Could you carry the "AI, Data, and Meta" notes forward from their final sentence?
(Beginning of Source text)
AI, Data, and Meta

Data I find my data using government provincial and federal datasets which are then sifted through various LLMs to see whether the data is known to include any errors.

I use the OCR tool “Marker” to convert PDFs to clean markdown to reduce my decrease the chance for the model to hallucinate, thereby converting all the PDF docs into neat markdown docs. I can then edit the individual markdown files manually, or get rid of unnecessary columns myself. The less unnecessary information the model has to work around, the cheaper the analysis.

I make sure to highlight that government data is not inherently high quality and high reliability and contain things like suppressed cells revised vintages and methodology changes between collection years. here the model needs to realize that certain ministries names and terminology can be altered from 1 quarter / year / w.e to another.

Claude.MD

I use several agents for different tasks. For example to read there is an exclusive agent that does not know how to write which limits the amount of tokens I’m being charged for the task I’m working on.

As for the data segregated higher reliability and low reliability For instance math physics engineering replicated experiments work in code and government data is considered high reliability Whereas historical narratives expert predictions institutional consensus and politically charged topics are considered low reliability.

In order to prevent Claude from reading the whole repo, depending on the task, I feed it the document it should focus on and review the code before I push it to Github.

Indexing & Tree Sitter:

Created a structured map (AST) for Claude to understand and remember the code structure from previous sessions. Instead of burning tokens re-reading the entire file, it reviews only the branch or w/e which changed – this is then implemented to work when Claude codes, as opposed to running it in real time.

For data, I’ve creased a PDF Indexer, which reads the PDFs I feed it, extract all the tables and text, and stores everything locally in a SQLite Database enabling me then to query that data instantly without opening and reading through the entire PDF again.

My goal is to use the MCP server to make Claude not read the entire PDF first – preserving tokens. Claude.MD file, which I run in my main folder so that its global, is then forcing Claude to always use the indexer first, and then only read the PDF upon being prompted to do so. To avoid hallucinating data, I include a line telling Claude to always cite the table ID, page number, and document name.
(End of Source text)
(Beginning of Entries supplied)
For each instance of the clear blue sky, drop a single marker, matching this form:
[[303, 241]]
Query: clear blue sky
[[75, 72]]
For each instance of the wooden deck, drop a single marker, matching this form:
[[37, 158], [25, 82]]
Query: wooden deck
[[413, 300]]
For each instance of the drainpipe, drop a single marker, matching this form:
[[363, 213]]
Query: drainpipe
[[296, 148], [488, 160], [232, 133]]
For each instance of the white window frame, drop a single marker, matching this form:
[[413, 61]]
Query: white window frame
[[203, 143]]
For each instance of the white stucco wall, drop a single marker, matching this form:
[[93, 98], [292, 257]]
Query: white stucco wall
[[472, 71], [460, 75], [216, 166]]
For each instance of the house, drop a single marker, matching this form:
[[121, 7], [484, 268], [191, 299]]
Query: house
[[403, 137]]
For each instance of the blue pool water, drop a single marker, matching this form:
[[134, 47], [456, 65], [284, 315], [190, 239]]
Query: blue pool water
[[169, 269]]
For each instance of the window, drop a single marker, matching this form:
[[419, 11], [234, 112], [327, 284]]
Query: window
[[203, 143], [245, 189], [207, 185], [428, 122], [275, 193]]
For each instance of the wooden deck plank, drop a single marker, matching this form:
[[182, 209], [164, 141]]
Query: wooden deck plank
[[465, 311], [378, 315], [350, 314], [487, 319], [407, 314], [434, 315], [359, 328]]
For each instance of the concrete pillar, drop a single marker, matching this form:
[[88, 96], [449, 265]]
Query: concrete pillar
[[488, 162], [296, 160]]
(End of Entries supplied)
Task output
The PDF indexer is located here: https://github.com/casruta/PDF-Indexer-, and I am currently looking for an alternative to have Claude scrape the numerical data in the tables before reading any of the text. As of right now, it takes around 2-3 minutes to all numerical data from a 64 page Suncor quarterly performance review. This is obviously 2-5x quicker than any other manual method, but considering that we’ll be analyzing 20+ similar documents, its rather pathetic.

A similar codebase indexer can be found here https://github.com/casruta/Codebase-Indexer-

Model Use

Opus for debugging / complex problems with data & analysis
Sonnet for data cleaning and EDA
Haiku and Perplexity’s Sonnet for questions about the data from external sources

Before publishing, I use Perplexity with Sonnet to poke holes in the data and suggest potential improvements. With the previously mentioned indexer, the odds of the LLM hallucinating the numbers is near zero, at this point.

Stylistic Preferences

For Visualizing the I typically use tableau Or I use Python libraries to visualize them in my IDE – my preference is generally seaborn since I don’t care about the graphs being interactive. There’s no uniform theme.py doc – so the model reconfigures everything from scratch in very project leading to some visual discrepancies’.

Reading the Data

the data is first and foremost read by me and placed into a separate folder where I will later ask the agent to convert everything into a CSV.

the data is cleaned and so are the tables null values are redacted, and data is combined whenever possible (and depending on the task).